> Exercise objective:
Rewrite the rows from the line containing "of the tree" through the end of the rows, inclusive, renaming "tree canopy" to "forest canopy" and changing nothing else. Output only those lines.
##### Dataset extract #####
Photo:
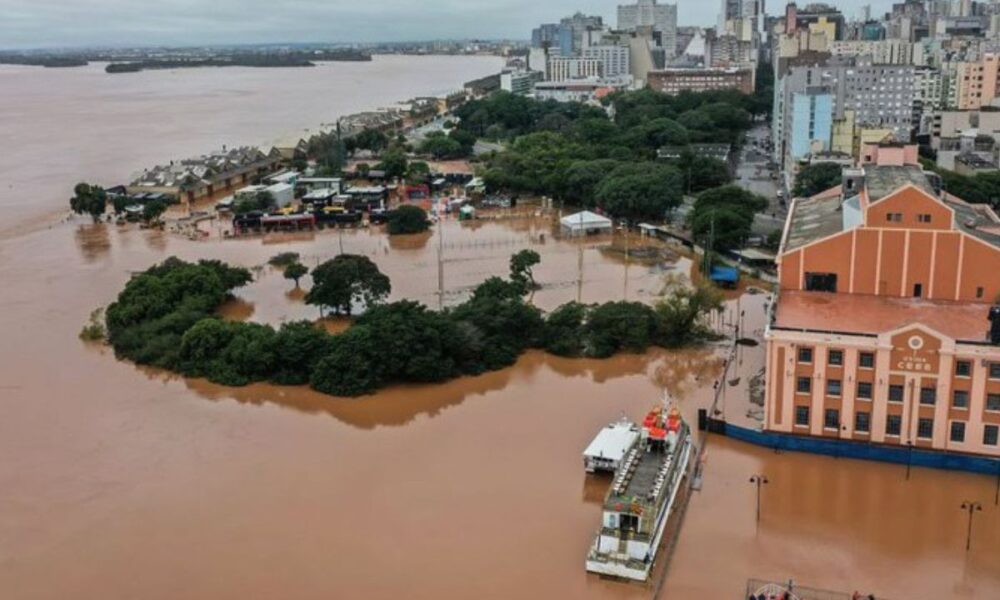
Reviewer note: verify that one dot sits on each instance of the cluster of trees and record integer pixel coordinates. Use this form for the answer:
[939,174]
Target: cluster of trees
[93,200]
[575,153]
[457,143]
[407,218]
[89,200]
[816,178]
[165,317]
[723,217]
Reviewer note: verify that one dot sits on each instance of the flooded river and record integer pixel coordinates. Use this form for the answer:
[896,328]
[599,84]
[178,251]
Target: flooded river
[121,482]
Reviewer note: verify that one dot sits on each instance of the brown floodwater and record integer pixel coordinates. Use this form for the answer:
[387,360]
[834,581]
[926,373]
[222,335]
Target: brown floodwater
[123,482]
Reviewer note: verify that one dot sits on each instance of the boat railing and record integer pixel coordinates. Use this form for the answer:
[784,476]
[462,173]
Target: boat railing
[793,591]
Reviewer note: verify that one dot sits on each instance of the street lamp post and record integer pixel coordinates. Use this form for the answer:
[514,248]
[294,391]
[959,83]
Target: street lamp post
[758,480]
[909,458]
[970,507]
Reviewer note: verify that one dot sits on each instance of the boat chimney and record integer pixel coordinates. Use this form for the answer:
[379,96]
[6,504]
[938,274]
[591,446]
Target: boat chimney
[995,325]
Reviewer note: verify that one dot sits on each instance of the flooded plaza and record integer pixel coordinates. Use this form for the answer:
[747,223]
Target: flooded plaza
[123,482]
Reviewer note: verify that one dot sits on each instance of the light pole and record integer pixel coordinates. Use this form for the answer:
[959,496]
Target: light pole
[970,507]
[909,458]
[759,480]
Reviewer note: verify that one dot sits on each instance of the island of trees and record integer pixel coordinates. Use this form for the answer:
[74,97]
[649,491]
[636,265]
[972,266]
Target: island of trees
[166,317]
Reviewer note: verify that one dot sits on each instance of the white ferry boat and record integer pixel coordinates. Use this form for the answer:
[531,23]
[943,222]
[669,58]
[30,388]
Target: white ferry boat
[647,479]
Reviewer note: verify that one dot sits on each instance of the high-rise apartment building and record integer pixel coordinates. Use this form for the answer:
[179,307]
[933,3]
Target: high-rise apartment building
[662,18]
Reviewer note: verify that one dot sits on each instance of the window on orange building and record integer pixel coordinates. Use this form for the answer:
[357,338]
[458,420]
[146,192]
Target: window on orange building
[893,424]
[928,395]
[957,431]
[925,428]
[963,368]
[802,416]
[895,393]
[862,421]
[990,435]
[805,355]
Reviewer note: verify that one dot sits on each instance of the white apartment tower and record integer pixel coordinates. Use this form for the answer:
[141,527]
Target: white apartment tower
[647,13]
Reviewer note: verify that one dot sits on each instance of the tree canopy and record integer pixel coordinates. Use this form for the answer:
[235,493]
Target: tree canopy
#####
> Right answer:
Reviewer note: verify that one dot sits on each instance of the forest canopy and record integer pixel coordinates. Use this form for the answer:
[235,493]
Target: forest canopy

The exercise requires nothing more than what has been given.